⟨
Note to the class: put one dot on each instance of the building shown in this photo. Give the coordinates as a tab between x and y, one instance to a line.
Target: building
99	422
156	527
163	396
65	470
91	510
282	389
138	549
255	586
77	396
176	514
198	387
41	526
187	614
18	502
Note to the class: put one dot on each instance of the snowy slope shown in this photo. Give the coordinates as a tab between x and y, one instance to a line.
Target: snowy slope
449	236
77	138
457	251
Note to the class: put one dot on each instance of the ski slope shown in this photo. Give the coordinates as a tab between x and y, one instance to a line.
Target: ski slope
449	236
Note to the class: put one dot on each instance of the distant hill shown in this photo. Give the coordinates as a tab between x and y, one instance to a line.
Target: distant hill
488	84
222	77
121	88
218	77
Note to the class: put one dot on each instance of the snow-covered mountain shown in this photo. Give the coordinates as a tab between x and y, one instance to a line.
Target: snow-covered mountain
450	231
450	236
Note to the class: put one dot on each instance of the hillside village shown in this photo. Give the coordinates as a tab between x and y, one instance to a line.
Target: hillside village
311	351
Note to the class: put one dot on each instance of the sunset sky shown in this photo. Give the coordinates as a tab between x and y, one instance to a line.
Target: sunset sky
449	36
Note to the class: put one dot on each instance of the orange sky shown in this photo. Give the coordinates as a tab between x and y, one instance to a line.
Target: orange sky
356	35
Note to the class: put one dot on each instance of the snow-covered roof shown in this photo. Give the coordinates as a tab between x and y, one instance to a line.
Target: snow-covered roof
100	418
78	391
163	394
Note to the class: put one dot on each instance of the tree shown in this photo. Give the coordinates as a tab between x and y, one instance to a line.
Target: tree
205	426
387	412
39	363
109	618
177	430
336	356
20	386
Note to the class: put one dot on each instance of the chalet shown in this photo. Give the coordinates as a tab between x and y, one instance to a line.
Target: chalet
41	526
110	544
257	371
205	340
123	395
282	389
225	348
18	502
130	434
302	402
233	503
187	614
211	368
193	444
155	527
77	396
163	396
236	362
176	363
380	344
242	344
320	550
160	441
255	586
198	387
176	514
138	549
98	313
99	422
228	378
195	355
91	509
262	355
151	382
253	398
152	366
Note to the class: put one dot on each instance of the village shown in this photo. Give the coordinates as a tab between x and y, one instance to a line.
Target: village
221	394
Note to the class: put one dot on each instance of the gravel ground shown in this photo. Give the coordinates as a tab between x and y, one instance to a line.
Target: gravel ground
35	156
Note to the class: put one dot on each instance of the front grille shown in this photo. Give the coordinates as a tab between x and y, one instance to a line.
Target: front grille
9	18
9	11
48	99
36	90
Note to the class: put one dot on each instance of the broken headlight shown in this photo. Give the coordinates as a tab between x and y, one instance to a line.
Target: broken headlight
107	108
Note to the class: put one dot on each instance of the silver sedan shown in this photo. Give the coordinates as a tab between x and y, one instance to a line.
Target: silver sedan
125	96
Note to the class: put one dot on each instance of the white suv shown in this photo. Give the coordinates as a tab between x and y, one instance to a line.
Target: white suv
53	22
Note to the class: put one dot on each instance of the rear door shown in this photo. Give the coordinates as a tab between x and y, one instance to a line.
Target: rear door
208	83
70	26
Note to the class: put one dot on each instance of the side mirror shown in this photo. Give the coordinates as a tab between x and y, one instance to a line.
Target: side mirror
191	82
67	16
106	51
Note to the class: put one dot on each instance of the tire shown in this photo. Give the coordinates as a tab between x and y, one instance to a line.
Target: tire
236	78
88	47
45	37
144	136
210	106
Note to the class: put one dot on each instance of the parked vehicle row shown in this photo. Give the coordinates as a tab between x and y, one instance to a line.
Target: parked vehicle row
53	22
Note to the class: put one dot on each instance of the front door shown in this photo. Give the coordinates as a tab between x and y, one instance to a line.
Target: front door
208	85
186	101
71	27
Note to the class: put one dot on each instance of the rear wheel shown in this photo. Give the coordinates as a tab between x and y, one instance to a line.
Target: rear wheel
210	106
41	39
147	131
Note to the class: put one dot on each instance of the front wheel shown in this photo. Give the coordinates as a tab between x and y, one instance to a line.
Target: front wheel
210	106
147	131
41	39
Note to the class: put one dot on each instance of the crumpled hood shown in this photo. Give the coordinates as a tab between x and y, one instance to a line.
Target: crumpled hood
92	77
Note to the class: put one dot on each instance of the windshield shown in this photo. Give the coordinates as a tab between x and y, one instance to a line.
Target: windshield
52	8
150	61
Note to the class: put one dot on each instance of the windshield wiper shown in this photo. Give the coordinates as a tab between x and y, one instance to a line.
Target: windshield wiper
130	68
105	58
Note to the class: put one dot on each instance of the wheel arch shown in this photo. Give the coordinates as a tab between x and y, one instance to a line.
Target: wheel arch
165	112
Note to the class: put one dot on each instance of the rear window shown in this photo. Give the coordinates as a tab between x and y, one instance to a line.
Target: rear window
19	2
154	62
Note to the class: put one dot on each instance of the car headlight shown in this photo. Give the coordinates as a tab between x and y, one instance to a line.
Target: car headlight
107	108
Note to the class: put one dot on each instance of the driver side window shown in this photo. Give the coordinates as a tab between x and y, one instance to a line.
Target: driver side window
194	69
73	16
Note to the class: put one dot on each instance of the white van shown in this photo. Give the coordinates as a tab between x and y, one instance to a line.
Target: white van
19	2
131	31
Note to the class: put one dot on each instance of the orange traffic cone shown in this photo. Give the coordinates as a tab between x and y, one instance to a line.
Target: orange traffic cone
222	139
⟩
• [Aim of the exercise]
All of the data above should be duplicated exactly.

• [Output of the exercise]
Note to the class: put one dot on each instance of the building shown in this photo. Give the coordinates as a tab between x and y, one instance to a line.
Target: building
99	422
156	527
163	396
65	470
91	510
282	389
138	549
255	586
77	396
176	514
198	387
41	526
187	614
18	502
Note to the class: put one dot on each instance of the snowy slope shown in this photo. Give the coordinates as a tab between x and y, one instance to a line.
Target: snowy slope
449	236
77	138
457	251
Note to the class: put one dot on each instance of the ski slope shown in this photo. Give the coordinates as a tab between x and y, one instance to a line.
Target: ski slope
449	236
Note to the class: put one dot on each instance of the distant hill shown in this photo. Give the coordinates as a tab between x and y, one instance to a line.
Target: distant hill
488	84
222	77
121	88
218	77
Note to the class: put one dot on each instance of the snow-covered mountain shown in this photo. Give the coordinates as a tab between x and y, one instance to a line.
Target: snow-covered mountain
450	231
450	236
Note to the class: put one dot on each instance of the hillside village shown in this photo. Give the coordinates as a tab between x and y, one instance to a line.
Target: hillside village
311	351
Note to the class: put one dot on each instance of the sunset sky shown in this photo. Give the coordinates as a tab between x and y, one instance to a line.
Target: sunset sky
449	36
Note to the class: put one dot on each instance of the orange sky shown in this photo. Give the coordinates as a tab between x and y, one instance to a line.
Target: orange sky
356	35
Note to the class: put one dot on each instance of the snow-covered roof shown in this photo. Give the coordinates as a tab between x and y, one instance to a line.
Target: snow-covered roof
100	418
78	391
163	394
Note to the class: put one dot on each instance of the tree shown in this photo. Give the coordinates as a tab between x and y, one instance to a line.
Target: tree
205	426
387	412
39	363
109	618
177	430
336	356
20	386
Note to the class: put one dot on each instance of the chalet shown in this photo. Give the coordinates as a tab between x and y, one instance to a line.
Target: chalet
41	526
110	544
257	371
205	340
123	395
282	389
225	348
18	502
130	434
302	402
233	503
187	614
211	368
193	444
155	527
77	396
163	396
236	362
176	363
380	344
242	344
320	550
160	441
255	586
198	387
176	514
138	549
98	313
99	422
228	378
195	355
91	509
262	355
151	382
253	398
152	366
Note to the class: put one dot on each instance of the village shown in this photo. Give the coordinates as a tab between x and y, one instance to a line.
Target: village
221	394
Note to the class: put one dot on each instance of the gravel ground shown in this photo. Give the coordinates as a tab between x and y, one instance to a line.
Target: gravel ground
35	156
Note to the class: put one dot on each instance of the front grille shown in this photo. Give the coordinates as a tab between x and y, one instance to a line.
Target: front grille
9	18
9	11
48	99
36	90
Note to the class: put one dot on each instance of the broken headlight shown in this photo. Give the coordinates as a tab between x and y, one instance to a line.
Target: broken headlight
107	108
Note to the class: put one dot on each instance of the silver sedan shown in this photo. Give the coordinates as a tab between x and y, one instance to a line.
Target: silver sedan
125	96
Note to the class: put one dot on each instance of the white suv shown in this photo. Give the coordinates as a tab between x and y, one instance to a line.
Target: white suv
53	22
Note to the class: put one dot on each instance of the rear door shown in this photo. Give the coordinates as a tab between x and y, one instance to a line.
Target: rear door
208	83
70	26
Note to the class: put one dot on each instance of the side mirror shown in this photo. Give the coordinates as a tab between x and y, one instance to a line.
Target: side mirror
191	82
67	16
106	51
Note to the class: put one dot on each instance of the tire shown in this photo. Give the coordinates as a tab between x and y, one instance to a line.
Target: tire
236	78
88	47
45	37
144	136
210	106
Note to the class: put one dot on each instance of the parked vehicle row shown in this photo. Give the coordinates as a tab between x and y, one instance to a line.
Target: parked vehicle row
53	22
Note to the class: put one dot on each instance of the front door shown in this photo. Give the coordinates as a tab between x and y, one instance to a line.
Target: front door
208	85
186	101
71	27
Note to the class: put one dot on each instance of the rear wheel shown in this photo. Give the coordinates as a tab between x and y, one instance to a line.
Target: rear wheel
210	106
41	39
147	131
Note to the class: put one dot on each instance of the front wheel shown in this photo. Give the coordinates as a tab between x and y, one instance to a line.
Target: front wheel
210	106
147	131
41	39
Note to the class: put one dot on each instance of the crumpled hood shown in this photo. Give the coordinates as a tab between x and y, one instance to a line.
Target: crumpled hood
92	77
Note to the class: put one dot on each instance of the windshield shown in this photo. Give the coordinates as a tab between x and y, one instance to a line.
Target: windshield
52	8
150	61
Note to the class: put one dot on each instance of the windshield wiper shown in this photo. Give the coordinates as a tab between x and y, one instance to a line.
Target: windshield wiper
130	68
105	58
Note to the class: put one dot on each instance of the wheel arch shown in this photo. Give the coordinates as a tab between x and y, one instance to a line.
Target: wheel arch
165	112
Note to the class: put one dot on each instance of the rear window shown in this photo. Give the coordinates as a tab between x and y, one instance to a line.
Target: rear window
19	2
154	62
Note to the class: put one dot on each instance of the car headlight shown in this photo. Give the coordinates as a tab between x and y, one instance to a line.
Target: car headlight
107	108
Note to the class: put one dot on each instance of the driver side window shown in this photo. Give the coordinates as a tab between x and y, one instance to a line.
Target: driver side window
194	69
73	16
Note to the class: put one dot on each instance of the white van shown in this photo. Give the coordinates as a tab between x and y, one instance to a line.
Target: white van
19	2
131	31
Note to the class: put one dot on each instance of the orange traffic cone shown in this photo. Give the coordinates as a tab between x and y, one instance to a line.
Target: orange traffic cone
222	139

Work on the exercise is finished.